# Coleman Pop-up Converts



## burleson (Jun 14, 2007)

We just recently decided to move up to the hard-sided camping world from our Coleman Pop-Up. A couple of weeks into the season we took our three kids, and two of their friends camping (2 adults + 5 kids + 1 dog =







). That, plus pressure from seeing others in our family upgrade... full kitchens and bathrooms... and here we are. Found a used 2002 26RS, loved the floorplan, loved the light interior, and bought it. We'll miss the open air of the pop-up (haven't sold it yet, in case we get clausterphobia), but at least we can move around next time we take the kids' friends.
Maiden voyage 2 days away. Can't wait to see how it all comes together.

We were very pleased to find this site. Thanks for all the help we have already received from everyone as we prepare for this weekend's trip.


----------



## MAYZ83 (Mar 24, 2005)

Congatulations on your new trailer. Don't worry about using your old trailer, theres no looking back. We too upgraded from a pop-up. Same idea, 2 adults + 4 kids in a pop-up = stress and the grumpies


----------



## 'Ohana (May 20, 2007)

Welcome to the Outbackers







and to the world of hard sides









Ed


----------



## wolfwood (Sep 19, 2005)

We went from wilderness (paddle-in-what-you-need-for-2-weeks) camping to hard sided trailer....and had the same concern re: claustrophobia (and "What about those wonderful nightsounds?" and "The smell of the woods at night?" and......).

All such concerns vanished when, during our very 1st trip (drycamping, of course) - - - -IT POURED and temps dropped to 38*!!! ...and there we sat, INSIDE those hard walls, with the heater running and the lights on, 10' from indoor plumbing, and livin' large!!!! (and we even eventually learned that all those sounds and wonderful woodsy smells were still  all around us!)

Nope - NO looking back!!!

Welcome and enjoy!!!


----------



## FraTra (Aug 21, 2006)

Pointing dataset records
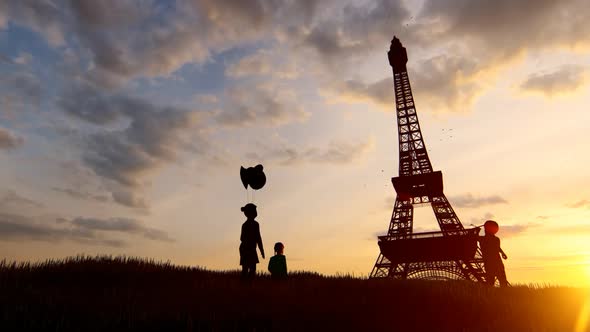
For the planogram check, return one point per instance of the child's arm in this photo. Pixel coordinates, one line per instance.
(503, 254)
(260, 246)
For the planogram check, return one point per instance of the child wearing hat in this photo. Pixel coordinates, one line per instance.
(491, 251)
(250, 238)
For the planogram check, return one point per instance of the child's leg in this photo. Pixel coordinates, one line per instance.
(244, 274)
(252, 272)
(490, 275)
(502, 276)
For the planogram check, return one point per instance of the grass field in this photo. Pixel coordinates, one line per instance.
(108, 294)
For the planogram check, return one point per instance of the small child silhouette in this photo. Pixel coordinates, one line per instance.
(277, 265)
(490, 251)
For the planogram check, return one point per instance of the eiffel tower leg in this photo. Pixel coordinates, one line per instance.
(450, 225)
(400, 226)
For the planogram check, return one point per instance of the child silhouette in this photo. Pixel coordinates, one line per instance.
(250, 238)
(490, 251)
(277, 265)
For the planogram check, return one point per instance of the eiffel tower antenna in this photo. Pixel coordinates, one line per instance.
(451, 253)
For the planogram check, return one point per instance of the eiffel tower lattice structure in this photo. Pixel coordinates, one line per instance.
(451, 253)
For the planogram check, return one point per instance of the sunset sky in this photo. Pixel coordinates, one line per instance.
(123, 125)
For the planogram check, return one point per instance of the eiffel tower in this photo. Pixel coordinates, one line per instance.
(451, 253)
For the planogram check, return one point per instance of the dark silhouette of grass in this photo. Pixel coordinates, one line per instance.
(122, 293)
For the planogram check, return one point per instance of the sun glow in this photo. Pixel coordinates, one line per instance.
(584, 316)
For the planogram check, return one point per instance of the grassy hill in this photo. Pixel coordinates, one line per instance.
(108, 294)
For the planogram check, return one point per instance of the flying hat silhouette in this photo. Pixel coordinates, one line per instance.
(253, 177)
(491, 227)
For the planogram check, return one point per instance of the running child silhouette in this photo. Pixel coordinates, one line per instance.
(250, 238)
(491, 251)
(277, 265)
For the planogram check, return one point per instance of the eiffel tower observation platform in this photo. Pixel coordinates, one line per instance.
(430, 247)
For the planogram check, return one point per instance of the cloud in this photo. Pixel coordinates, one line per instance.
(352, 31)
(470, 201)
(515, 230)
(20, 228)
(23, 58)
(564, 79)
(470, 39)
(262, 63)
(335, 153)
(124, 40)
(82, 195)
(95, 231)
(581, 204)
(19, 91)
(43, 17)
(582, 230)
(146, 137)
(440, 84)
(9, 141)
(262, 106)
(123, 225)
(12, 198)
(539, 25)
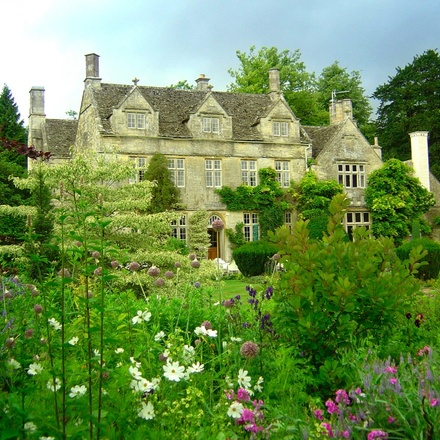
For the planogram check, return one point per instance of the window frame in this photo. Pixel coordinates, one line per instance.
(352, 175)
(176, 165)
(213, 173)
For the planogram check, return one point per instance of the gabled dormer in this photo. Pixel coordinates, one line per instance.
(134, 116)
(210, 120)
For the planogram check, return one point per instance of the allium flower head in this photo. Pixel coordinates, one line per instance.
(134, 266)
(153, 271)
(249, 349)
(195, 264)
(35, 368)
(235, 410)
(217, 225)
(159, 282)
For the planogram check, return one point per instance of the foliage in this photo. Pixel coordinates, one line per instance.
(311, 198)
(432, 258)
(392, 399)
(267, 198)
(335, 292)
(165, 195)
(396, 199)
(253, 257)
(199, 239)
(334, 78)
(409, 102)
(297, 85)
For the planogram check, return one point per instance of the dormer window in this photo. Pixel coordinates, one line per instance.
(280, 128)
(136, 120)
(211, 125)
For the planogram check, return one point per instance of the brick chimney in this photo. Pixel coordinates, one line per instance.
(420, 157)
(340, 110)
(274, 82)
(203, 83)
(92, 70)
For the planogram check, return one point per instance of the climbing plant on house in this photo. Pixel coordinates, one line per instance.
(267, 198)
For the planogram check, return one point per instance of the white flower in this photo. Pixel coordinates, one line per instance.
(197, 367)
(173, 371)
(205, 332)
(77, 391)
(135, 373)
(133, 361)
(243, 379)
(74, 340)
(188, 353)
(14, 364)
(159, 336)
(235, 410)
(30, 426)
(35, 368)
(50, 385)
(257, 386)
(141, 316)
(147, 411)
(54, 323)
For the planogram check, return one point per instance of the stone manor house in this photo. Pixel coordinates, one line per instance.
(214, 139)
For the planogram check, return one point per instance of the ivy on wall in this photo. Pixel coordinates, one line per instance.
(267, 198)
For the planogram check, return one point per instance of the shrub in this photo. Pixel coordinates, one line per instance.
(251, 258)
(430, 270)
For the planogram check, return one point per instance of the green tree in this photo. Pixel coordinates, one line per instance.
(297, 85)
(396, 199)
(410, 101)
(335, 78)
(165, 195)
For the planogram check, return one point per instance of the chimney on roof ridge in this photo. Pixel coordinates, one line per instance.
(274, 80)
(203, 83)
(92, 70)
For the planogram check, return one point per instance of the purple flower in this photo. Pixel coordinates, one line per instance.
(217, 225)
(159, 282)
(243, 395)
(332, 408)
(153, 271)
(249, 349)
(377, 434)
(195, 263)
(134, 266)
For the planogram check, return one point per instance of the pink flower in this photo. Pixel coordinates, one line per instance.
(332, 408)
(318, 414)
(243, 395)
(342, 396)
(377, 434)
(328, 427)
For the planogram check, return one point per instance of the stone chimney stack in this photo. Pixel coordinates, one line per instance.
(203, 83)
(92, 70)
(340, 110)
(420, 157)
(274, 81)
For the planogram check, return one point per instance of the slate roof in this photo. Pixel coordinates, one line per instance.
(60, 136)
(175, 106)
(320, 136)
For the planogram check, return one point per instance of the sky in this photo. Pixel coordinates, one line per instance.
(162, 42)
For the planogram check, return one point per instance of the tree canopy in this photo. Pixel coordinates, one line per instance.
(396, 199)
(307, 96)
(410, 101)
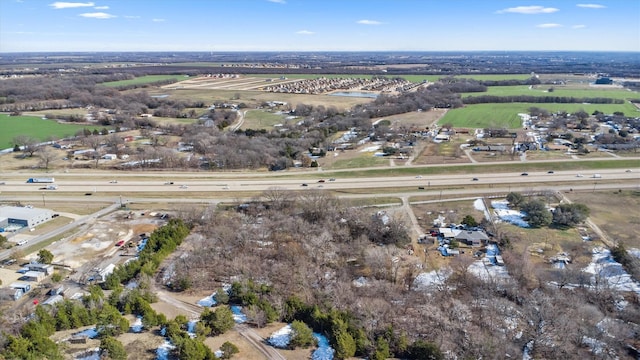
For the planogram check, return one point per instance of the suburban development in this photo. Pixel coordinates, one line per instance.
(320, 206)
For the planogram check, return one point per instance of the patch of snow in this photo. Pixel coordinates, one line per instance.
(360, 282)
(91, 354)
(478, 204)
(90, 333)
(324, 351)
(163, 351)
(238, 316)
(137, 325)
(606, 271)
(191, 328)
(486, 271)
(209, 301)
(280, 339)
(502, 211)
(429, 280)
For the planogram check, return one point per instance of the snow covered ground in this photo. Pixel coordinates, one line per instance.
(502, 211)
(238, 316)
(606, 271)
(137, 325)
(478, 204)
(280, 339)
(429, 280)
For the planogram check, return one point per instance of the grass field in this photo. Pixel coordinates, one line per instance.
(505, 114)
(486, 115)
(257, 119)
(144, 80)
(495, 77)
(542, 90)
(13, 126)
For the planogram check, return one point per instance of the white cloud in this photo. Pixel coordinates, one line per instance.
(548, 26)
(528, 10)
(369, 22)
(97, 15)
(68, 5)
(591, 6)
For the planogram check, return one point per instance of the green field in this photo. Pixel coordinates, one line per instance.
(482, 116)
(495, 77)
(144, 80)
(506, 114)
(257, 119)
(542, 90)
(13, 126)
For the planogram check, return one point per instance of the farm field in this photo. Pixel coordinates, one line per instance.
(542, 90)
(622, 221)
(505, 114)
(257, 119)
(36, 127)
(144, 80)
(482, 116)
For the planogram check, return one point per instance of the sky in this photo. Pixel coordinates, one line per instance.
(319, 25)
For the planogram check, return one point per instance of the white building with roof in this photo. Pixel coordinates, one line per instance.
(24, 216)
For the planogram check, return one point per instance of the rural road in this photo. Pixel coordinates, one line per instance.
(244, 330)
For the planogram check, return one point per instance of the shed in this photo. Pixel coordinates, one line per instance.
(12, 294)
(36, 276)
(52, 300)
(45, 268)
(25, 287)
(472, 238)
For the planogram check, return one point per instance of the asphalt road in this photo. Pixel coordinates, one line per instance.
(294, 181)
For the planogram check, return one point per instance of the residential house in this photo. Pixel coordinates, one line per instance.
(472, 237)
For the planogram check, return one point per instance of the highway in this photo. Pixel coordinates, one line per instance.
(130, 185)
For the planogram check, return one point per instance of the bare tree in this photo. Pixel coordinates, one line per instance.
(27, 144)
(94, 142)
(47, 155)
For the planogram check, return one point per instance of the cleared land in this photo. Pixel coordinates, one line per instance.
(148, 79)
(36, 127)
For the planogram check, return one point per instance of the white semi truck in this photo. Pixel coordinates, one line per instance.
(41, 180)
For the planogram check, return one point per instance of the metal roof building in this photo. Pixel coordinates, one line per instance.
(25, 216)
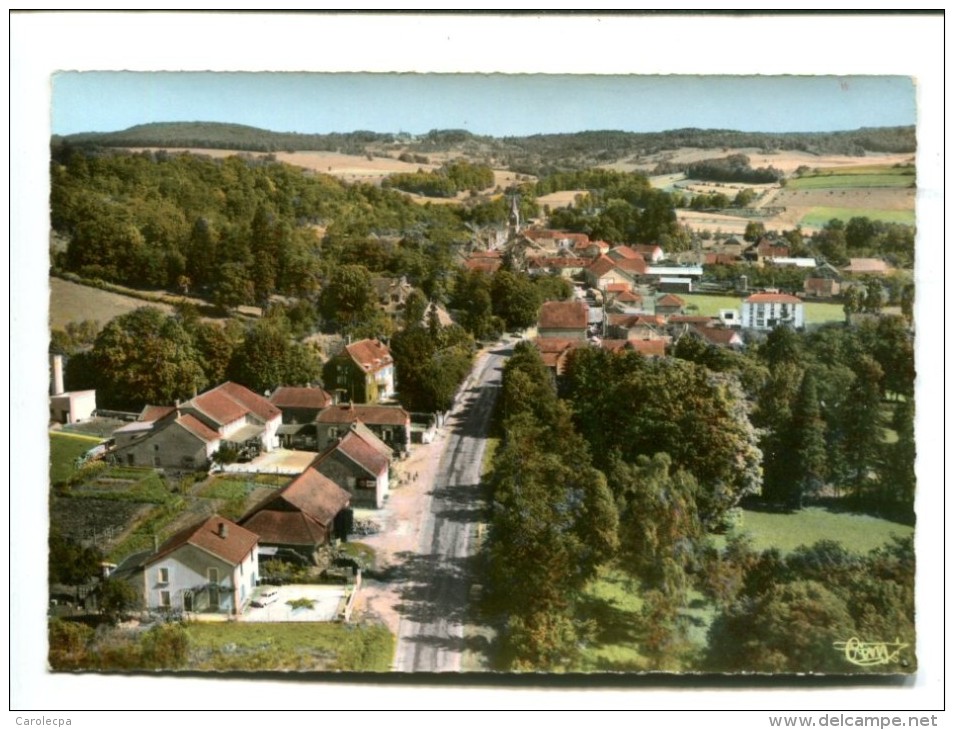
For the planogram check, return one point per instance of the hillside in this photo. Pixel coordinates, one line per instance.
(532, 155)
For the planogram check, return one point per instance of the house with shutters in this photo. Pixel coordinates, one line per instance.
(563, 320)
(300, 407)
(391, 424)
(185, 436)
(301, 518)
(360, 464)
(363, 372)
(211, 567)
(770, 309)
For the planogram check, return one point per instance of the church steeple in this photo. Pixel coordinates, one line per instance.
(515, 213)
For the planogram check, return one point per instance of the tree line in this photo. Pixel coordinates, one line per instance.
(665, 451)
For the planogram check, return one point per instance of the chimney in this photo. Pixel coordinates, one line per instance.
(58, 388)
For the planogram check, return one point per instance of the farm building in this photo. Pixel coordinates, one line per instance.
(770, 309)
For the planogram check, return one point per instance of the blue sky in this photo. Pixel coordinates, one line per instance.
(492, 104)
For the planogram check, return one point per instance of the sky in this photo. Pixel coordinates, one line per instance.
(491, 104)
(57, 45)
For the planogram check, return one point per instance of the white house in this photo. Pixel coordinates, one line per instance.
(211, 567)
(769, 309)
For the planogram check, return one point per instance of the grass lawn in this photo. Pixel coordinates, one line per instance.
(815, 312)
(857, 532)
(613, 602)
(320, 647)
(65, 448)
(819, 216)
(845, 179)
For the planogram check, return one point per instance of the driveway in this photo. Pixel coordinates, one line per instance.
(328, 603)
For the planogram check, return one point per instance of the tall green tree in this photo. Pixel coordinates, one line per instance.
(143, 357)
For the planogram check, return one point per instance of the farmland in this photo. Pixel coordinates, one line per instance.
(787, 531)
(64, 450)
(71, 302)
(815, 312)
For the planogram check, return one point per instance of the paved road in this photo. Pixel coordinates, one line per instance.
(436, 580)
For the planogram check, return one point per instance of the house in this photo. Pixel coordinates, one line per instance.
(765, 249)
(648, 348)
(363, 371)
(650, 252)
(566, 320)
(566, 266)
(635, 326)
(391, 293)
(358, 463)
(717, 336)
(301, 518)
(391, 424)
(821, 288)
(867, 267)
(186, 436)
(173, 441)
(769, 309)
(555, 351)
(300, 407)
(210, 567)
(68, 407)
(669, 304)
(605, 271)
(245, 421)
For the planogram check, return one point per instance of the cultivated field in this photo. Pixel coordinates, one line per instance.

- Exercises to complete -
• A. Summarize the forum thread in two sentences.
• B. List every username that heads a post in the forum thread, each with the date shown beside it.
• C. According to the forum thread, what trailer did burleson buy?
The entries above are separate material from the forum thread.

- Answers to each task -
• A. After a crowded camping trip with two adults, five kids and a dog, plus seeing family members upgrade, burleson moved from a Coleman pop-up to a used 2002 26RS, with its first trip two days away. Other members welcome the move, and MAYZ83 and wolfwood, who also switched to hard-sided trailers, say there is no looking back.

• B.
- burleson (Jun 14, 2007)
- MAYZ83 (Mar 24, 2005)
- 'Ohana (May 20, 2007)
- wolfwood (Sep 19, 2005)
- FraTra (Aug 21, 2006)

• C. A used 2002 26RS.